SOURCE TEXT:

•••••

Turning water into a new “Bug killer”: Engineered Water Nanostructures (EWNS) 

Imagine this: a fine mist of tiny, invisible, nanoscale engineered water nanodroplets—each 2,000 times smaller than the width of a human hair—that can be engineered from deionized water into the nanoscale, with these nanoscale droplets possessing unique physico-chemical and anti-microbial properties that can render them lethal in the battle against infectious diseases. These “Engineered Water Nanostructures” (EWNS) discovered and studied at Harvard and its Center for Nanotechnology and Nanotoxicology  are currently considered a nanotechnology based, “game changing” antimicrobial platform with applications in food safety, airborne infectious disease control and wound healing. Researchers at Harvard under the leadership of Prof. Philip Demokritou embarked on projects funded by the USDA/NIFA, NIH and Industrials partners over the last few years to further develop and implement this emerging technology.

The unique nature of EWNS

The EWNS nanoparticles are synthesized using a low energy, combined electrospray and ionization process, which can transform deionized water into a nano-aerosol. EWNS nanoparticles have unique tunable physico-chemical properties: They are in the nanoscale, (approximately 25nm, about 10 times wider than a strand of human DNA), are highly mobile in air, contain reactive oxygen species (ROS) from the ionization of the water and can incorporate in their chemical structure other nature derived antimicrobials to enhance their antimicrobial efficacy.  They are engineered with a negative electric charge, which was shown to increase their surface energy and tension reducing their evaporation and extending their life in the air into hours. More importantly, their charge can be used to target them on surfaces using an electric field turning them into a highly efficient nano-carrier platform to deliver Active Ingredients (A.I.) with antimicrobial properties. Such highly mobile EWNS aerosol could act as Nanobombs, delivering their ROS and other AI payload to pathogens, rupturing their cell membranes and destroying them.

•••••

RAW DATA:
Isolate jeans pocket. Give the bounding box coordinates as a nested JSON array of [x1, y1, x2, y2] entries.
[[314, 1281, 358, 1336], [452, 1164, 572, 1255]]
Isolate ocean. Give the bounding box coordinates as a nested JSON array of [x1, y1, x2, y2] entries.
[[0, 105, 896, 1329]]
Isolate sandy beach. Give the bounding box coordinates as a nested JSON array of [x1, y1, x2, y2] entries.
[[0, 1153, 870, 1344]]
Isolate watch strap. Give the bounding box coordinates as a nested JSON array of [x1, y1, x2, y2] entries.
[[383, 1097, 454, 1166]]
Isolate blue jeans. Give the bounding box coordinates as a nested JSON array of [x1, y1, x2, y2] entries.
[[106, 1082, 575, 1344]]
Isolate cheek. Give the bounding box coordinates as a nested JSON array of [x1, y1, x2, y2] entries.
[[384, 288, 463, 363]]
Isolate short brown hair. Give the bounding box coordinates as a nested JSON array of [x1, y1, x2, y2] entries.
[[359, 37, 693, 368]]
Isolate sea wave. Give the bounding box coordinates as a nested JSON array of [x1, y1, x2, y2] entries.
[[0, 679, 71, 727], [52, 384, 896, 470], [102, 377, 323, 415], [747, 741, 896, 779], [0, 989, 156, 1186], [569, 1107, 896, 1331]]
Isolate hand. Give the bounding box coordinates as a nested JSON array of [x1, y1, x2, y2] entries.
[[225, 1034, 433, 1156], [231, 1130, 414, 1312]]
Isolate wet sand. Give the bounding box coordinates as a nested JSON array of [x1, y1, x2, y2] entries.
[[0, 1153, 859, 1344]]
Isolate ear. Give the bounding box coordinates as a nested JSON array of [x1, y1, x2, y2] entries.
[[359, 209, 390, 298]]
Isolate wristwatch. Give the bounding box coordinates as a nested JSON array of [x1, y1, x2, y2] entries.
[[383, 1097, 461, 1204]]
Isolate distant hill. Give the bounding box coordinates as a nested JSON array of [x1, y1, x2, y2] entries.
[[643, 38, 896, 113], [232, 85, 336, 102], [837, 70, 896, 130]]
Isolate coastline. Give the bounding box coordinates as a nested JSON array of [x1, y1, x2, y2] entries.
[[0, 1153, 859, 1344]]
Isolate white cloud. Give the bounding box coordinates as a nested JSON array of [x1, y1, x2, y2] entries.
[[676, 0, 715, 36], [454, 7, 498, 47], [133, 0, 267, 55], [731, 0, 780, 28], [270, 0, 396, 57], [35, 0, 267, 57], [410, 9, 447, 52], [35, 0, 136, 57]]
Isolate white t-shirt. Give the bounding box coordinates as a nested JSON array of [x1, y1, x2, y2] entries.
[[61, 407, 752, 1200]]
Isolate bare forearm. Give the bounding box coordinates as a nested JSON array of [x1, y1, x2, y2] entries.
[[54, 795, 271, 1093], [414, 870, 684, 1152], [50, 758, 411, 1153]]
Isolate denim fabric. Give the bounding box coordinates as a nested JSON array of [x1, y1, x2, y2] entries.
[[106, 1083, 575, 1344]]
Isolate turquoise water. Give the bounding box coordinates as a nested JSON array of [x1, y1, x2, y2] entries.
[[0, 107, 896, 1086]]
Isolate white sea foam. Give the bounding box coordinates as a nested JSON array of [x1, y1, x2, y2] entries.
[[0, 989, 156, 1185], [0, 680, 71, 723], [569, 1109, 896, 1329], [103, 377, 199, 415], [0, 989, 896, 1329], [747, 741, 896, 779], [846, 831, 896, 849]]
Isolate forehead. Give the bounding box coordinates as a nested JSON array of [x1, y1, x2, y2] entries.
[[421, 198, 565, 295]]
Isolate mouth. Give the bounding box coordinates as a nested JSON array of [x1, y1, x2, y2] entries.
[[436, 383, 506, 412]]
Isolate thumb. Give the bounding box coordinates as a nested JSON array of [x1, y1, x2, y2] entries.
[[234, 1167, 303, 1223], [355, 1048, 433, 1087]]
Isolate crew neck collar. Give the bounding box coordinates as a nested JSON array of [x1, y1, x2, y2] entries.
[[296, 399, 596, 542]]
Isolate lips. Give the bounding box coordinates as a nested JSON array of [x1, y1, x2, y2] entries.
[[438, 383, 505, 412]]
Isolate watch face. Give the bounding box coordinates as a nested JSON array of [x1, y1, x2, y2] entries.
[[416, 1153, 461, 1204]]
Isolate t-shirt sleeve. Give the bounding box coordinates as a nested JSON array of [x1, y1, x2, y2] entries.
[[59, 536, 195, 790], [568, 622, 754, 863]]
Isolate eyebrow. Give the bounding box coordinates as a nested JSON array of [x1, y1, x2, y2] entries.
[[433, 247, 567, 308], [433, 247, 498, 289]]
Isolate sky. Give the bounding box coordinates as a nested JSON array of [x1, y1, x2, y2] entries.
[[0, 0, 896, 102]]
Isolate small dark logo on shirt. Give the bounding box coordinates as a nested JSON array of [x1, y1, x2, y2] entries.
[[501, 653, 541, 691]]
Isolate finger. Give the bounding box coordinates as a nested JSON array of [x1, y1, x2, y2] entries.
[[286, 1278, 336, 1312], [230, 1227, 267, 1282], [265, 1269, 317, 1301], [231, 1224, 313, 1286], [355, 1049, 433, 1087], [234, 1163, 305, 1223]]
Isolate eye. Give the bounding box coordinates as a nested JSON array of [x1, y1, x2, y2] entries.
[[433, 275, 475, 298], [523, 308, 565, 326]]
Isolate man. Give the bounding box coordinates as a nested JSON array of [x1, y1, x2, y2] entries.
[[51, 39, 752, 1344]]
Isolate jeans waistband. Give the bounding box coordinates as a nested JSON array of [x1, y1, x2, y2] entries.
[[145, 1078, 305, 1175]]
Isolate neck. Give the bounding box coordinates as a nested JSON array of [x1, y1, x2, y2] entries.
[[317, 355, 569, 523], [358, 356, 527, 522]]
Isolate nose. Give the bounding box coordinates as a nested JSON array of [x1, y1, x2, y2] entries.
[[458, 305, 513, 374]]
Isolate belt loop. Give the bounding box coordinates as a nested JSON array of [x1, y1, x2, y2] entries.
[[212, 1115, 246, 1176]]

•••••

INSTRUCTIONS FOR THE TASK: Pick up the article on Engineered Water Nanostructures (EWNS) after its last sentence and write the next few paragraphs.

WRITTEN RESPONSE:
Structure of the EWNS
Structure of the EWNS
TEM of E. coli treated with EWNS
TEM of E. coli treated with EWNS
EWNS as an antimicrobial technology for food safety, quality and beyond

With funding from USDA/NIFA, the EWNS technology was tested against common foodborne pathogens, such as E. coli and Listeria moncytogenes. Here, we incorporated in the EWNS chemical structure,   various   ‘Nature-inspired’ antimicrobials, as Active Ingredients (‘A.I.’) such as citric acid, lysozyme, H2O2, etc. to produce EWNS based nano-sanitizers. The application of these EWNS based nano-sanitizers to inactivate food pathogens proved highly efficient. EWNS carrier platform delivers in a “dry” aerosol form active ingredients in just nano-pico gram level, resulting in food disinfection   with treatment times   in the order of a few minutes. This inactivation was achieved with no chemical byproducts and miniscule chemical residues on food surfaces and no sensory effects! Furthermore, the impressive antimicrobial efficacy of the EWNS technology prompted us to look beyond food safety, with application to air disinfection and wound healing.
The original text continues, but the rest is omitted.